Parishioners attest to Fr Francis as being a man who rolls-up his sleeves and gets his hands dirty, especially on projects that bring people together. Fr Francis is dedicated to building facilities that allow people to come together. Working alongside parishioners, he has become quite a “handyman”, building pergolas, gardens, fish ponds, barbeque areas and spaces for hospitality and welcome. “I want the parish and my house to be a place where people of all ages can come together, and they do in big numbers,” Fr Francis said.
It is this desire to bring people together in genuine friendship that was central to his OAM recognition. Fr Francis describes himself as “humbled by the award” but he accepted it as something that recognises the way he lives his life. Fr Francis said, “I love the community. In whatever I do I think of the community. Even if I’m mentally and physically tired, I keep on working as I want to offer the community something and make people feel they belong and that they have a brighter tomorrow.
“In Australian culture today, it is very easy for people to become isolated and disconnected. In my role here, I’m trying to get it back the old way of life—a community life. I want people to know each other, to be friendly with each other, to see the value of family, and so I try to create spaces and opportunities to bring people together—a cup of coffee after Mass, dinners here, sports nights, gathering for celebrations, watching footy together. I want people to know and love each other. Worshipping God in the Church will not make sense if we don’t have a true sense of community and of belonging.”
It is Fr Francis’ ordinariness that has seen him able to build such vibrant communities through his actions and in the way he preaches. Daniel, a parishioner from Helensburgh said, “I remember his first homily at our parish. He said, ‘I don’t have much up here [pointing to his head], but I have broad shoulders.’ In that moment, he won everyone over.”
Fr Francis said, “My priority for the community is to create a good, healthy, happy community that people will bring God into their presence. I try to share my faith in Jesus by being like Jesus. He loves everybody and he sees the value of every single person—good or bad alike. I am, as a priest, a representative of Jesus in the community, and I am called to do exactly what he did—to be his hands and feet. I am not a perfect person, but I try the best I can. I see myself as just one member of the community. I am there to talk to people as a friend. I meet people as a friend, I try to bring them into the community and to help that community be a family who know God’s love.”
In receiving the award, Fr Francis reflected that while his life had not always been easy, he was full of gratitude for so many things. “God has given me time, talent and opportunity to make my life useful for people. I’m grateful to the Church for my faith and the opportunity to serve others. I feel so grateful to be accepted by this country which has adopted me. I know the life of the Gospel is what I have to live. It’s not about how I preach, but how I live and act. It’s about giving your all for others like Jesus did. That’s how life becomes meaningful.”
The chancellor of the Diocese of Wollongong, Mr William Walker, described Fr Francis as, “A truly humble man of the people, an example for many to follow and the award as a just recognition for Fr Francis’ outstanding and meritorious service to the Church and wider community.”

- [PROBLEMS TO SOLVE]:
[a] According to the article on Fr Francis, who is the chancellor of the Diocese of Wollongong?
[b] Reproduce a passage of the article on Fr Francis word for word, beginning with the words "It is this desire" and stopping after "a brighter tomorrow.".
[c] List everything the article on Fr Francis says he has built while working alongside parishioners.

Referring expression data
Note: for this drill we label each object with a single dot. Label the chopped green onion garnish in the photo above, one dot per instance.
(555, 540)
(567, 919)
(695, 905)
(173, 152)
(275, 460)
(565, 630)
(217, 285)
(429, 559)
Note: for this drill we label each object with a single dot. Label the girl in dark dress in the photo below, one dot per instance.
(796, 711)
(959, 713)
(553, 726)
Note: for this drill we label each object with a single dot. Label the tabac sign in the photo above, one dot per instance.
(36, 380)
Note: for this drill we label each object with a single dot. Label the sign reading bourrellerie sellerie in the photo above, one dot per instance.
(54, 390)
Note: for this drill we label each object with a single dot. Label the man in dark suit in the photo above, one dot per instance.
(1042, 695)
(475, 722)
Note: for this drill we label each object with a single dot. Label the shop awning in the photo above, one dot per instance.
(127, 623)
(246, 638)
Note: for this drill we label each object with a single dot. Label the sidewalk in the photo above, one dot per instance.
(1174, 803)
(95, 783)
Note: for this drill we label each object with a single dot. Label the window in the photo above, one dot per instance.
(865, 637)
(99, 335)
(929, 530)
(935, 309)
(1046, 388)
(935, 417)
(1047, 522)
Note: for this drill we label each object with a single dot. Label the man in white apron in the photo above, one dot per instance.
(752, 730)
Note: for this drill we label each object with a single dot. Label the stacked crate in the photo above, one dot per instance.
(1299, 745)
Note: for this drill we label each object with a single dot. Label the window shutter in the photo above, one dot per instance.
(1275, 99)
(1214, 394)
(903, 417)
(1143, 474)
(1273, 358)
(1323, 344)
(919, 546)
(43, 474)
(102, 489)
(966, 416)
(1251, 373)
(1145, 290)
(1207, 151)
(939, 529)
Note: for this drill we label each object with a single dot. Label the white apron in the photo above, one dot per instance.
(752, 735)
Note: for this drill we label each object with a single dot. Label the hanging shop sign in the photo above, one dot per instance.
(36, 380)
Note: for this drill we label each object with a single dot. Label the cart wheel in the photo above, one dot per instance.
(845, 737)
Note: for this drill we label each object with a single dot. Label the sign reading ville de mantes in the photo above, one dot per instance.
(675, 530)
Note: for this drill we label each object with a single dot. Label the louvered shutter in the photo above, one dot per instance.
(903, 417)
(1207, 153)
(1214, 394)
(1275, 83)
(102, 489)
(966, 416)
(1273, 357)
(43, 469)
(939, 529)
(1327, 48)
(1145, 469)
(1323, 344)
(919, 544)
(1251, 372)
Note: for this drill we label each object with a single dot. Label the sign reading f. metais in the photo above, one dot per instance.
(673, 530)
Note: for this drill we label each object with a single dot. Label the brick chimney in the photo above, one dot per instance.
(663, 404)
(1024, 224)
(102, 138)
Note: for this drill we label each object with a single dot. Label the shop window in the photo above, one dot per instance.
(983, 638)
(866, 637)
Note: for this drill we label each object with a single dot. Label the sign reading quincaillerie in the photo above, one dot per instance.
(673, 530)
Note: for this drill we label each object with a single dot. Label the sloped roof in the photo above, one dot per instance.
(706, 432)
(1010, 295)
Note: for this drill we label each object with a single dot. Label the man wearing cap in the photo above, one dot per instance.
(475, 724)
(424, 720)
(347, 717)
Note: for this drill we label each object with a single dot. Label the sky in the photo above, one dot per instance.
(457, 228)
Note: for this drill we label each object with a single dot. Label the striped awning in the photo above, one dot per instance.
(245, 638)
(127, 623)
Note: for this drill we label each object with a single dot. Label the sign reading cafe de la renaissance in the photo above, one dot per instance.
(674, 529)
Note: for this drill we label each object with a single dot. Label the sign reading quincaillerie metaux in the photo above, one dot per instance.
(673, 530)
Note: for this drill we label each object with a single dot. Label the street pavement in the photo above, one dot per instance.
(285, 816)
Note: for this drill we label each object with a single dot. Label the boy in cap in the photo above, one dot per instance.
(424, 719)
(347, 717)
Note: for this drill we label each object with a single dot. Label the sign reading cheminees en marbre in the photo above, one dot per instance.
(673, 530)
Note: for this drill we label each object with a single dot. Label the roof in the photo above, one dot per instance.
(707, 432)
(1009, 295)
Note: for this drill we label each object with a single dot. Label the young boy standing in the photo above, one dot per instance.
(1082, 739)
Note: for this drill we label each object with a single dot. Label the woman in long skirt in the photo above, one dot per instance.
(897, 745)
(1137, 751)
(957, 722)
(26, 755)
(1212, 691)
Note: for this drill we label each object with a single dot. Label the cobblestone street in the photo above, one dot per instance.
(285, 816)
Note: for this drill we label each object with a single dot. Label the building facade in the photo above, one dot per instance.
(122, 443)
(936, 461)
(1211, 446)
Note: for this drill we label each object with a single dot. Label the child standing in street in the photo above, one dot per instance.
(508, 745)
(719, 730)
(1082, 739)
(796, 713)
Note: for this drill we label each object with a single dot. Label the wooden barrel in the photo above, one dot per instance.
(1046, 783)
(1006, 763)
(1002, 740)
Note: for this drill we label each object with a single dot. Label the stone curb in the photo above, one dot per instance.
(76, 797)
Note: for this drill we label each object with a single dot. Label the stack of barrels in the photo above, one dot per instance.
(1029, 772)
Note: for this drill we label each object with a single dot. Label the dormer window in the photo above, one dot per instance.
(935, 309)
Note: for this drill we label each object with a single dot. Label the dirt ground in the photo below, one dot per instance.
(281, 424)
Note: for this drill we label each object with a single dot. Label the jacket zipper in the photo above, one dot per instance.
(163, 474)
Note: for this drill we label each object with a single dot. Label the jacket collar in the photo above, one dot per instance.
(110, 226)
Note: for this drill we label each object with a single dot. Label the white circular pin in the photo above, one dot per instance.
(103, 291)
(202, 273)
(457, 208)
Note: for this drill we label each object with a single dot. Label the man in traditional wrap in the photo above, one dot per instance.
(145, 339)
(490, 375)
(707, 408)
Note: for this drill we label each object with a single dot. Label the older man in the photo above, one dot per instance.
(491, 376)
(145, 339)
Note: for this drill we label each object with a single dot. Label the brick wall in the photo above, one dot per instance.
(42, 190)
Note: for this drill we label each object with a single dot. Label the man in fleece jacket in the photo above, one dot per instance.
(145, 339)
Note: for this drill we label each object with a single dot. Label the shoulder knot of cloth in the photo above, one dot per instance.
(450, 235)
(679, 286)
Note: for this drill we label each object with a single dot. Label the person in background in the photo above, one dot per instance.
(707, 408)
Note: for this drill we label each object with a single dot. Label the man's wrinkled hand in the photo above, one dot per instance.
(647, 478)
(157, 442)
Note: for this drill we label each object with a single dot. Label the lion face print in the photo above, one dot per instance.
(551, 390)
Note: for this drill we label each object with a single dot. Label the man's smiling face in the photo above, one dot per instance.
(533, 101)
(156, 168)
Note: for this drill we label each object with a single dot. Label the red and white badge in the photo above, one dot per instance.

- [REPLIES]:
[a] Mr William Walker

[b]
It is this desire to bring people together in genuine friendship that was central to his OAM recognition. Fr Francis describes himself as “humbled by the award” but he accepted it as something that recognises the way he lives his life. Fr Francis said, “I love the community. In whatever I do I think of the community. Even if I’m mentally and physically tired, I keep on working as I want to offer the community something and make people feel they belong and that they have a brighter tomorrow.

[c] Pergolas, gardens, fish ponds, barbeque areas, and spaces for hospitality and welcome